EXCERPTED PASSAGE:
>> start
Zulfiyya Khanbabayeva (, born 16 October 1967) is an Azerbaijani singer and performer.

Biography

Childhood - “Bakı Payızı” 

Zulfiyya Khanbabayeva was born on 16 October 1967 in Baku city. They were three child in family: two girls, one boy. From the child years she had an interest for music, and she loved to sing for her grandparents, she had some little concerts.

Zulfiyya studied at school #161. In school years she was singing in Afsar Javanshirov chorus. First time when newspapers wrote about her she was only 12, that time for the poem "Shabi Hicran" (Şəbi-Hicran) by the greatest Azeri poet Fuzûlî in Uzeyir Hajibeyov home-museum. Zulfiyya learned from her mother Azeri national folk music. And she decided to be singer or actress, although her father wished to see her as a student of Foreign Languages Institute. After school she entered  Theater Director faculty. In  student years she directed some plays and played a little roles. The same years she became a friend with - Nigar, and today Nigar Hajizadeh is Zulfiyya's producer. In 1987 Nigar acquainted her with Brilliant Dadashova. And Brilliant listened to her, liked her singing. She told to great Azeri composer Javanshir Guliev to listen to Zulfiyya. Javanshir Guliev saw her talent, and so began to work with Zulfiyya xanim. In 1989 Zulfiyya participated in Bakı Payızı 88 song contest with the Vagif Gerayzadeh song “Səni Xatırlayarkən” (Remembering You) and entered final.
>> end
Image point annotation entries:
>> start
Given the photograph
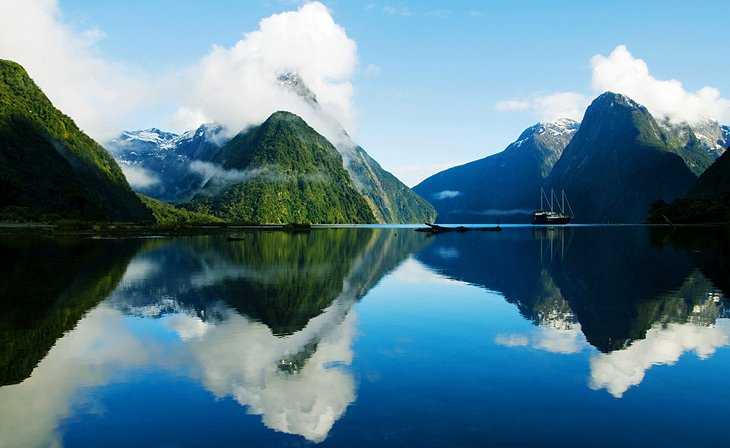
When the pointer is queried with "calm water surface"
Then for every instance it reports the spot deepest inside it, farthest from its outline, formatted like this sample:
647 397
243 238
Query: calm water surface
604 336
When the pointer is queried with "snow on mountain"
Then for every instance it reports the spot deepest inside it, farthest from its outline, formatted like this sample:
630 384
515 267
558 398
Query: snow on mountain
157 163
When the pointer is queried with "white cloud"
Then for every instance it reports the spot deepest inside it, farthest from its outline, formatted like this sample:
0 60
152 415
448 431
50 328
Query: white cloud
621 72
237 86
619 370
549 107
99 94
139 177
372 71
411 175
512 340
397 10
446 194
414 272
98 350
550 339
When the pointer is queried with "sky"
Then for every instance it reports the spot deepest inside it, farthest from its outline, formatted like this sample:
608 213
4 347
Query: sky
420 85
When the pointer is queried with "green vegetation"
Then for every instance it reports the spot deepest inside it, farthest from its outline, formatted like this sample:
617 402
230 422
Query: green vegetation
167 214
50 169
389 199
287 173
618 164
707 202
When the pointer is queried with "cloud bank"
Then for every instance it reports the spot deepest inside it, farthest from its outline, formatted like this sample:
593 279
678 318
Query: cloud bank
621 72
99 94
549 107
619 370
237 86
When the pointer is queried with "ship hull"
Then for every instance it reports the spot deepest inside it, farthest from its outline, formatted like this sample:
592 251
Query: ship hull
550 220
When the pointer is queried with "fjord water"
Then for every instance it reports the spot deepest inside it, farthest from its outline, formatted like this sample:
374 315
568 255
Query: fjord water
580 336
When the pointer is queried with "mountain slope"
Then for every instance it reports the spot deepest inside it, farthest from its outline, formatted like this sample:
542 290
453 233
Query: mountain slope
503 186
48 167
698 144
618 163
282 171
715 182
389 199
707 202
158 163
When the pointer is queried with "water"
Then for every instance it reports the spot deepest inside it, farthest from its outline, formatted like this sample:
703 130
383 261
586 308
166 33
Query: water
584 336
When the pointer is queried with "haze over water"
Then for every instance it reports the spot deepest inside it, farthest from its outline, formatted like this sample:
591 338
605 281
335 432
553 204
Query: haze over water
580 336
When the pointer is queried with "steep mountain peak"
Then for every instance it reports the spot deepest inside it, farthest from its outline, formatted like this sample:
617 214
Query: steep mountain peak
551 136
210 131
613 99
294 82
284 116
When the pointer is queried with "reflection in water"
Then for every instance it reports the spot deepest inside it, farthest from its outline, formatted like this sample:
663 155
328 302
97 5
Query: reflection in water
267 321
639 300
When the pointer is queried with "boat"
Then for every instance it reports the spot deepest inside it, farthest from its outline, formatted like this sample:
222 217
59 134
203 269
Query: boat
558 212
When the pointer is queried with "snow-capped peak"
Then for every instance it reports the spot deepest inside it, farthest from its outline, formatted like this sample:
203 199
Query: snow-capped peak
293 82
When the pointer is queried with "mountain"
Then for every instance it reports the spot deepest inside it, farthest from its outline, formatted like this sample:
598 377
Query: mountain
503 186
698 144
48 167
163 165
281 171
707 202
389 199
618 163
715 182
157 163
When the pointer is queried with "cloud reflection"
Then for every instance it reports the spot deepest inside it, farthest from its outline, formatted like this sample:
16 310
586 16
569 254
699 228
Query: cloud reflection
619 370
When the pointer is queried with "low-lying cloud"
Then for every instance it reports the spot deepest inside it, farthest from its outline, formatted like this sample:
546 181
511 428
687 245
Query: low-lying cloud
619 370
138 177
238 86
623 73
446 194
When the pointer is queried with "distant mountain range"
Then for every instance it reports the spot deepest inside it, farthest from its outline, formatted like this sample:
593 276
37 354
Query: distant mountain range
157 163
282 171
178 168
612 166
502 187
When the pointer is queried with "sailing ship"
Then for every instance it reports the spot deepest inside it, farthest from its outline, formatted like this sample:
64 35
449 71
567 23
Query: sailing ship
559 211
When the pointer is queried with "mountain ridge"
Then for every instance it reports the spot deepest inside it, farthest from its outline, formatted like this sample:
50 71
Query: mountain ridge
50 169
502 186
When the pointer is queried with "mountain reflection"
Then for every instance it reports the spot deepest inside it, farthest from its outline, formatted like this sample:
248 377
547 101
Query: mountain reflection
642 297
267 321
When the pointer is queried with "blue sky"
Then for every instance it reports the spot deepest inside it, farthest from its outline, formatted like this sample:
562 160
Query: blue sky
431 74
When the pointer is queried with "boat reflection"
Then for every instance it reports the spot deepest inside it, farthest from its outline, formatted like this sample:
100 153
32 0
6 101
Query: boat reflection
641 297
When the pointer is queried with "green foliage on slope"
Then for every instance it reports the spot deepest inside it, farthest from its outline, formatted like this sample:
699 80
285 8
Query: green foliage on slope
167 214
707 202
618 163
389 199
48 167
282 171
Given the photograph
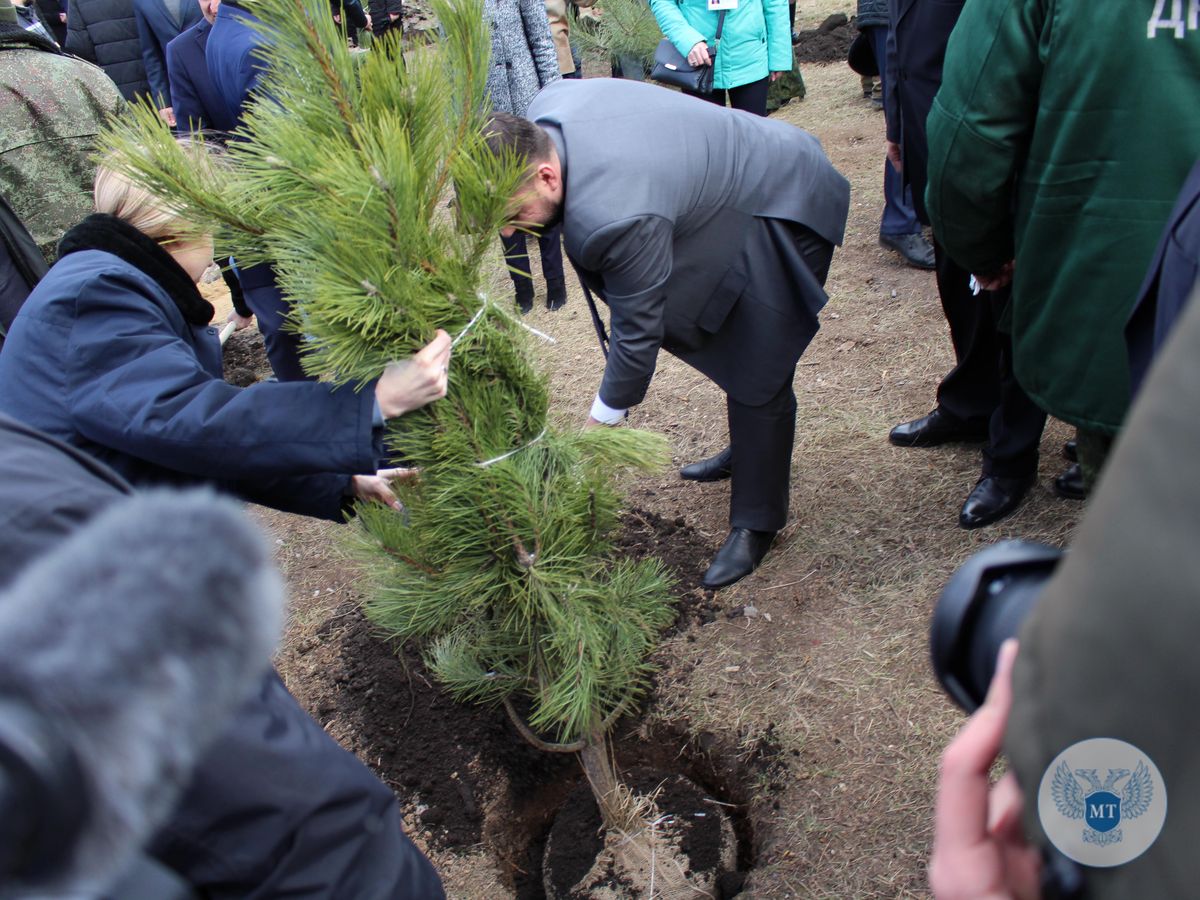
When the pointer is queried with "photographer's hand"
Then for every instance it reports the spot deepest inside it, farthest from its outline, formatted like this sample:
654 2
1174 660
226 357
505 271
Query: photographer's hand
979 850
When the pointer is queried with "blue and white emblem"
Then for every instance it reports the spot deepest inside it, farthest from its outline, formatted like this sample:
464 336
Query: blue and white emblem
1107 820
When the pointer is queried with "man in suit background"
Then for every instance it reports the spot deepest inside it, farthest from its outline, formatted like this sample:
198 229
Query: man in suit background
193 96
160 22
979 399
708 233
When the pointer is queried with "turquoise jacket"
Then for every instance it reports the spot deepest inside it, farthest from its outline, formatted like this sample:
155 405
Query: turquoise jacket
756 39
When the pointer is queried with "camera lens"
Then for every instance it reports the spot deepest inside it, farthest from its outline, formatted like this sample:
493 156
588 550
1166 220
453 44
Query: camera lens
983 605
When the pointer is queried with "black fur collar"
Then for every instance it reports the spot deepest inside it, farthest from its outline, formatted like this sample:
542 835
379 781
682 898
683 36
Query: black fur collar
117 237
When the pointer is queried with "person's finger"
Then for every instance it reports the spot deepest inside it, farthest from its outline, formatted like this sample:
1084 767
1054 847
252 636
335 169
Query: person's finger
961 807
401 473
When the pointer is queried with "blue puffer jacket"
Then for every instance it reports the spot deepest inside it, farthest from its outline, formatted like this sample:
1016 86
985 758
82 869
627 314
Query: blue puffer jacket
756 39
873 12
101 358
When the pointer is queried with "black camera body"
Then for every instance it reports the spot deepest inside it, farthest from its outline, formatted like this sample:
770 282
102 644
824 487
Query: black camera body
984 604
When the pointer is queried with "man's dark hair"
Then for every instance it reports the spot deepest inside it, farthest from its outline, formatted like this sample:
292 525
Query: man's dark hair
520 137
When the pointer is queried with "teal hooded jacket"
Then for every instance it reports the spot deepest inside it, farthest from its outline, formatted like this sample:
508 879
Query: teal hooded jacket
756 39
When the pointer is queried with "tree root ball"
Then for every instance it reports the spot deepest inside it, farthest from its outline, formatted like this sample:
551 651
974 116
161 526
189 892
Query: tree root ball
685 846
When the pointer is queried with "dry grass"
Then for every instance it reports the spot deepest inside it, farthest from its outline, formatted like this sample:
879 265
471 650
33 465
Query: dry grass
834 671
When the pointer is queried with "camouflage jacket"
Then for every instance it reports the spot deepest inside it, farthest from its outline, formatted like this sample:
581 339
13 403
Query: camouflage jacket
52 106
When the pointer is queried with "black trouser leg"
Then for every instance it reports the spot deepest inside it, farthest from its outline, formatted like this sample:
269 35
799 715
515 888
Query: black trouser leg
550 245
970 391
1017 424
516 257
761 438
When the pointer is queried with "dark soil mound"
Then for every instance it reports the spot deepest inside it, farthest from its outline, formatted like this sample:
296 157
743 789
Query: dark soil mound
829 42
245 358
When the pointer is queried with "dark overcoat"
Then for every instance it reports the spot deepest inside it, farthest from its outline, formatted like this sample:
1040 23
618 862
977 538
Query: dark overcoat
156 29
193 96
917 35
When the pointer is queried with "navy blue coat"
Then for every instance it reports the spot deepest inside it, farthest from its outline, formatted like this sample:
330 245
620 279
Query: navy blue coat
101 358
156 29
233 59
105 33
195 99
1169 283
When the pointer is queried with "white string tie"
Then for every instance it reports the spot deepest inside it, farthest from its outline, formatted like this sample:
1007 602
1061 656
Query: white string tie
510 453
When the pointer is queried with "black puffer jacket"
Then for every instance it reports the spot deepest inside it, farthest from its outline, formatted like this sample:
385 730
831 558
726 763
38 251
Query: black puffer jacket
873 12
105 33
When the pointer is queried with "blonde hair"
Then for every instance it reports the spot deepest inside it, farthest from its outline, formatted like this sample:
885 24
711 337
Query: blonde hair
117 196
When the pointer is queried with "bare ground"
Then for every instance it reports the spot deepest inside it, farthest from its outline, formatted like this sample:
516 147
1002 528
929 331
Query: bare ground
827 695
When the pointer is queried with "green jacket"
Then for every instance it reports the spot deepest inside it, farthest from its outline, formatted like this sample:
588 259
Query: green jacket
756 39
1110 648
1060 137
52 107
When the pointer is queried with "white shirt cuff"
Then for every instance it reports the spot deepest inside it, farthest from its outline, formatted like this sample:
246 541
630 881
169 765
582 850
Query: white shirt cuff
604 413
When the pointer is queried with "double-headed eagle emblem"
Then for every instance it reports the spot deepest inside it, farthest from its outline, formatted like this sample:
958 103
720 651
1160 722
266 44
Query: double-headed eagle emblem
1099 804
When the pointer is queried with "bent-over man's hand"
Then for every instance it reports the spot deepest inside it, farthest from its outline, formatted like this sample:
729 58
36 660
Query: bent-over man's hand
377 487
979 850
415 382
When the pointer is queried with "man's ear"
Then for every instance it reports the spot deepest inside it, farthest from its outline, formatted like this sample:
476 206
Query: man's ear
549 175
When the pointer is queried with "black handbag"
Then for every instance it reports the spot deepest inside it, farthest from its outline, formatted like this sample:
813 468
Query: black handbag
675 70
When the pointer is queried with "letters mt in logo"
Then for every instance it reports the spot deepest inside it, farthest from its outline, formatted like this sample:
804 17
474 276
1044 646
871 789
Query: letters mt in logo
1102 820
1097 804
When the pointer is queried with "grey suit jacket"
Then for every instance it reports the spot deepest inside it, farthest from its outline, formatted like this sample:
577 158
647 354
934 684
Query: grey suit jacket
663 195
523 59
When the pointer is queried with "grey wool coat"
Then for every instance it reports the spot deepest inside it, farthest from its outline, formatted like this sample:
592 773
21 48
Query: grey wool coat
523 59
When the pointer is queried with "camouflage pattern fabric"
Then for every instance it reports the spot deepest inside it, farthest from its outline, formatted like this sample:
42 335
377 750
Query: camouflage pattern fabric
52 106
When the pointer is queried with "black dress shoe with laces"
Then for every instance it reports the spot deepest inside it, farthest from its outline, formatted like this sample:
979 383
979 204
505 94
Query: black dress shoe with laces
739 556
714 468
993 499
1069 485
937 429
913 247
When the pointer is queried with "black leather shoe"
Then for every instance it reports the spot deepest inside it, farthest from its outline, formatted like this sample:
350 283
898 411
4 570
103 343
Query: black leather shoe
739 556
714 468
994 498
936 429
1069 485
915 249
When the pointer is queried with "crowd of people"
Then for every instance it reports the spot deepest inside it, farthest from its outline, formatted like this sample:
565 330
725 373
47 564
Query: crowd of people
1065 249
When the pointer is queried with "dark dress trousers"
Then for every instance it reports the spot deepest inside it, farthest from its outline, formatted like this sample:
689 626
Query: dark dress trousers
981 388
708 232
159 23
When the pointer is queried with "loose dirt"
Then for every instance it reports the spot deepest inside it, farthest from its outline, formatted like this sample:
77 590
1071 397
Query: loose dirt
816 719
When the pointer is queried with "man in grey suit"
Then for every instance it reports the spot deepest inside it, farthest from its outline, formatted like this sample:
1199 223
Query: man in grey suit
708 232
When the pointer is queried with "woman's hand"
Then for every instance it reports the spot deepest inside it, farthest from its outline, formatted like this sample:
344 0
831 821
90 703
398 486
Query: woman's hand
377 487
979 850
415 382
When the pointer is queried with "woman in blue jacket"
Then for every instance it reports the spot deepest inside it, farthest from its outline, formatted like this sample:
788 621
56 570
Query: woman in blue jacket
113 353
755 46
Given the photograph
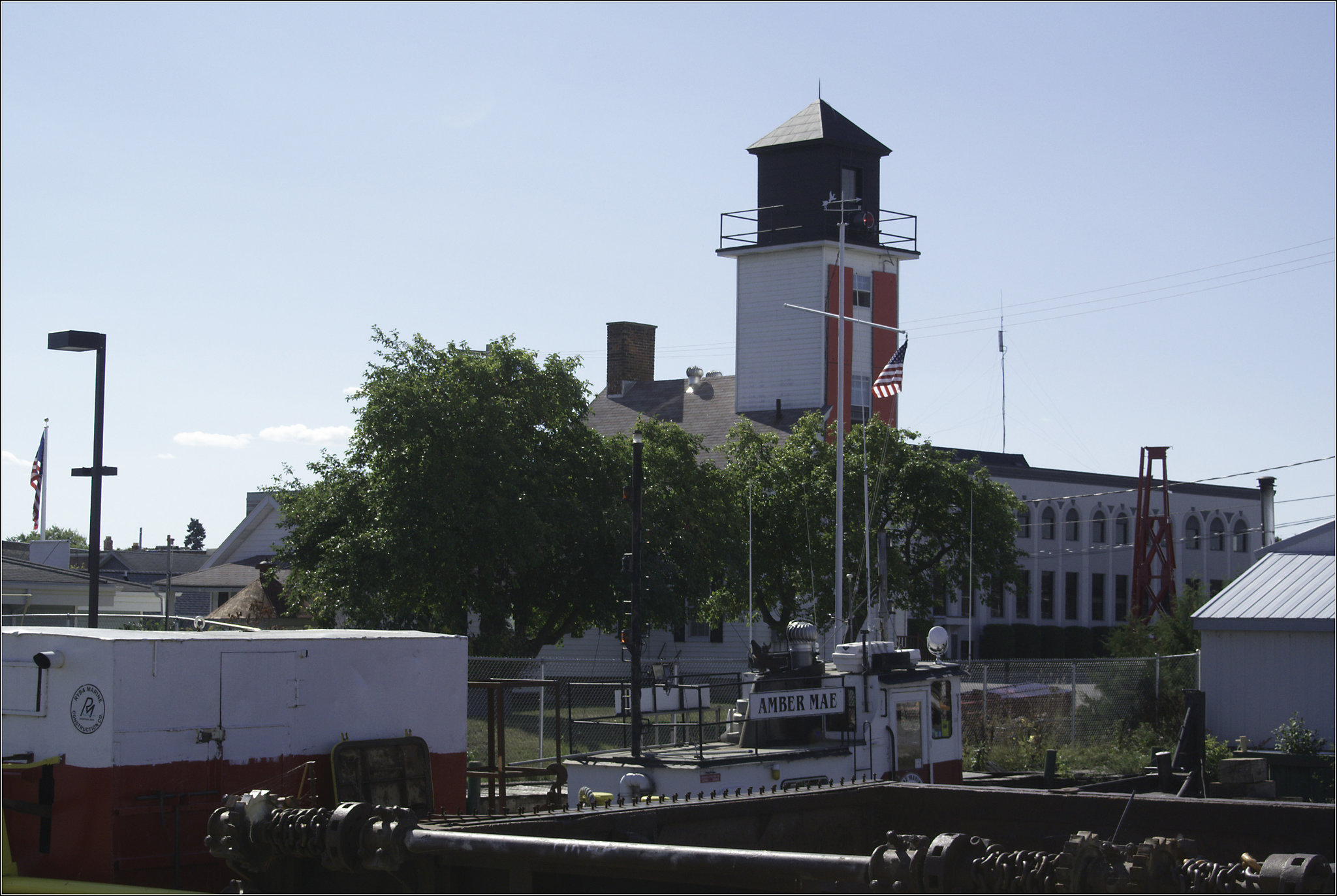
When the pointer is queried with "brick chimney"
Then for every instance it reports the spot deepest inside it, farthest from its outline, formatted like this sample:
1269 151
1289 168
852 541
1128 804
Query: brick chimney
631 354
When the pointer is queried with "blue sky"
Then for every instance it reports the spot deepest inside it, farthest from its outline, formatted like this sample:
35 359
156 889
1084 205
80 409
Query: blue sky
236 194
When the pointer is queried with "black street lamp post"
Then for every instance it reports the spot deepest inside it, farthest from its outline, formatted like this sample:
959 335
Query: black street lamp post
85 341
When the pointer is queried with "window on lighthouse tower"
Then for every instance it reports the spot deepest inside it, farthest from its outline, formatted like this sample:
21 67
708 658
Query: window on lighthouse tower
849 183
862 290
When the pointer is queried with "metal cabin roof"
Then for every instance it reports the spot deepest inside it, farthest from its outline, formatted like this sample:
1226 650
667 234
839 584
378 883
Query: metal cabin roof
1278 593
820 122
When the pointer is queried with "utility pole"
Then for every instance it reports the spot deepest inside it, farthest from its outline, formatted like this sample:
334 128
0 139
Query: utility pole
634 634
169 598
1003 365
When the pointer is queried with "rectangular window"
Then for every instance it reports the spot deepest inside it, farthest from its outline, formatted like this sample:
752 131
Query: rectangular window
908 734
1098 596
941 709
861 396
862 290
848 183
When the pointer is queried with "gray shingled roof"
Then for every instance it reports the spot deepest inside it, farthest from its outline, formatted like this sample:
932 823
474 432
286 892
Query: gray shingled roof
1016 467
16 573
153 561
229 576
1278 593
708 411
820 122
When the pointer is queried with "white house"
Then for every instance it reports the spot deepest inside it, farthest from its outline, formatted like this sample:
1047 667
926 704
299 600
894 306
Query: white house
1268 641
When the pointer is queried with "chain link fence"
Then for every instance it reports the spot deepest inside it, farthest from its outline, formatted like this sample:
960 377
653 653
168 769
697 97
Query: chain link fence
1073 702
1069 702
589 694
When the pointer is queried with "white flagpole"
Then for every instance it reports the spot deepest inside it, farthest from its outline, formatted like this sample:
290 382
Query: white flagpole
46 463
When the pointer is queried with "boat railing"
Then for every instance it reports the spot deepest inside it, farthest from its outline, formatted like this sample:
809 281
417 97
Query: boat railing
151 622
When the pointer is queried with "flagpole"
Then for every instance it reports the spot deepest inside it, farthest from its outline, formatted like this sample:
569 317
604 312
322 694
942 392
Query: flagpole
46 462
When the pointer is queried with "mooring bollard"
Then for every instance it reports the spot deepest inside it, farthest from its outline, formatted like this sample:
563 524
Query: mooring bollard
474 786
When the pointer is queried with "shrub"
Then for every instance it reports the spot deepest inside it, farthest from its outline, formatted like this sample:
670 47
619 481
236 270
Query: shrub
998 642
1026 641
1051 642
1293 736
1078 642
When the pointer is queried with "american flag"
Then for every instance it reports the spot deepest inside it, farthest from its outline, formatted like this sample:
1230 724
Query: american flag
889 380
38 463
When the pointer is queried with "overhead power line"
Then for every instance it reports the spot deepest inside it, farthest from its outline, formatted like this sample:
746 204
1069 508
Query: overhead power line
1186 482
1145 301
1138 283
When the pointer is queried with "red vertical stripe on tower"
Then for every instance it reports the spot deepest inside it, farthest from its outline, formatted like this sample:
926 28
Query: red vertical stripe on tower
832 348
887 312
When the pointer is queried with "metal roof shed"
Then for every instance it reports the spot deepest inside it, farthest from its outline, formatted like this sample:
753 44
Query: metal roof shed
1268 646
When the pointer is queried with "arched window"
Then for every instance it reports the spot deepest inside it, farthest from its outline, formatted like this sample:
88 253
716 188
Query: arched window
1047 523
1241 536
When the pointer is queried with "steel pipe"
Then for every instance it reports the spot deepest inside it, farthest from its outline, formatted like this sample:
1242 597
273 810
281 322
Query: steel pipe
603 856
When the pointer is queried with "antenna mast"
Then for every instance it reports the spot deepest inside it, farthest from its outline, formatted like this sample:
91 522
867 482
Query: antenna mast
1003 364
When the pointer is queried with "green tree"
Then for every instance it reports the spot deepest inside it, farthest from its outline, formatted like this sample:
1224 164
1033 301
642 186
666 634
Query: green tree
471 484
689 525
927 501
194 539
55 534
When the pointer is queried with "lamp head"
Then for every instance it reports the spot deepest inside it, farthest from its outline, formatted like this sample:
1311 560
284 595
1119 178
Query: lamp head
937 641
75 341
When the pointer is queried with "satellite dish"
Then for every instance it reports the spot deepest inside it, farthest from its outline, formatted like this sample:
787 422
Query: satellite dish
937 641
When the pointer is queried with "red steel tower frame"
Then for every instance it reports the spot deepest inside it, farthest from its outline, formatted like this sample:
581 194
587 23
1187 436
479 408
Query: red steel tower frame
1153 542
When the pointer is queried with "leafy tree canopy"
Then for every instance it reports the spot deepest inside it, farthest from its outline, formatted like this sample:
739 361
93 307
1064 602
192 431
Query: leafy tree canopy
55 534
194 539
920 495
471 484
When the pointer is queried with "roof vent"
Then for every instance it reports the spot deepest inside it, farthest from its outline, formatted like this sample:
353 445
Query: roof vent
693 378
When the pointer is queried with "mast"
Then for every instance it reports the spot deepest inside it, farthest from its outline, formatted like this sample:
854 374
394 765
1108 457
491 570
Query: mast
46 463
1003 365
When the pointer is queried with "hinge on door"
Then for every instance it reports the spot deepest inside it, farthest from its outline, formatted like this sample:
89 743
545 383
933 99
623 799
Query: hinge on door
206 735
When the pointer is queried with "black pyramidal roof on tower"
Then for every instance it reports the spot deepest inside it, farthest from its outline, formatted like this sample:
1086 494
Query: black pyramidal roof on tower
819 122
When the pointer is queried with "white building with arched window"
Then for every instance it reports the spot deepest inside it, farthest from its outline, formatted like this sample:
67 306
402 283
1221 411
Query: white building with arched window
1077 531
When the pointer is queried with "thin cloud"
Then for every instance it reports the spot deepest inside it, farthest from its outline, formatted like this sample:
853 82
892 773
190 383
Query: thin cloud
212 440
305 435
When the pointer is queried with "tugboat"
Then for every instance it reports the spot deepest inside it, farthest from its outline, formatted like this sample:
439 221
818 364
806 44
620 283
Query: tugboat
875 712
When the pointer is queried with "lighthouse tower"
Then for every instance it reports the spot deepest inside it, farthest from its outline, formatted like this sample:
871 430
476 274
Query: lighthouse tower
787 251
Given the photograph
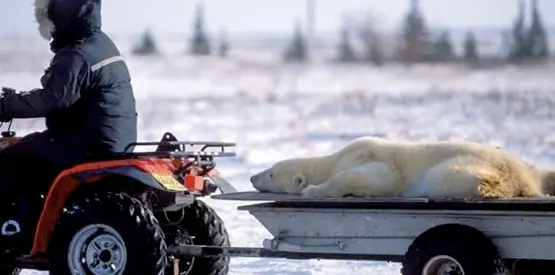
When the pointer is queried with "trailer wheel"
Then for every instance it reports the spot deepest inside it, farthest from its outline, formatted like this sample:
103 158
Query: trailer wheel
107 234
197 224
461 252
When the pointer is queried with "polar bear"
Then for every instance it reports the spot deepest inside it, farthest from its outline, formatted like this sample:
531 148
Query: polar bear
371 166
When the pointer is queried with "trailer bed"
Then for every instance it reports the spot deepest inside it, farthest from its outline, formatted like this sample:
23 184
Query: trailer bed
384 228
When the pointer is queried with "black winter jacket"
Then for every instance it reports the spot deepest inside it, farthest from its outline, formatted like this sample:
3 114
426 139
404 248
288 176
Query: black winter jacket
86 95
>> end
CHALLENGE A: Count the lines of the records that contain the string "bent", treating uppercase and lowercase as different. Reply with the number alone.
CHALLENGE B: Go on with the biography of Zulfiyya Khanbabayeva, starting right after its last sentence.

TASK RESPONSE A: 2

TASK RESPONSE B:
Aypara - Zulfiyya today 

In 1994 Zulfiyya sang in Vagif Gerayzadeh group Aypara. After leaving group Zulfiyya started solo career as singer. Her first album released in 2000 year named Gecə (Night) and became best-selling album of the year in Azerbaijan. She released 2 music videos from this album. In 2002 she released her second studio album Sən Gedən Gündən (Since You've Been Gone) with 3 music videos. Her third studio album Qəlbinə Yol (The Way To Your Soul) released in 2003 year. Music video for title song was the most expensive music video of all times for Azeri show business. From this album were released 1 music video. And the fourth studio album...named Sənsiz (Without You) released in December 2004, but was given to stores on 2–5 January 2005. She released 4 music videos from this album and all became #1 in all national charts. In 2005 she gave 6 concert-programms in the frame of her "Canım Məmləkətim" tour (My Dear Land) in 6 cities of Azerbaijan. She named Deserve Artist of Azerbaijan Republic in November 2003. On 17 September 2008 she named National Artist of Azerbaijan Republic by President of Azerbaijan Republic. Married. On 26 October 2007 was born Deniz, Zulfiyya's daughter. First photos of Zulfiyya Khanbabayeva and her daughter were published by OK Azerbaijan magazine.

Music career

Studio albums 
2000 - “Gecə” (The Night)
2002 - “Sən Gedən Gündən” (Since You've Been Gone)
2003 - “Qəlbinə Yol” (The Way To Your Heart)
2004 - “Sənsiz” (Without You)
2009 - “Dəniz” (The Sea)

Music Videos 
1999 - “Demirəm”
1999 - “Gecikməyin Sevməyə”
2000 - “Aləm Oyansın”
2001 - “Sən Gedən Gündən”
2002 - “Son Gecə”
2003 - “Sənsiz”
2003 - “Qəlbinə Yol”
2004 - “Səninlə”
2004 - “Azərbaycan”
2005 - “Ayrılığa Dözərəm”
2006 - “Gözümün Qarası”
2006 - “Xatırla Məni”
2007 - “Mənimsən”
2010 - “Unut Getsin”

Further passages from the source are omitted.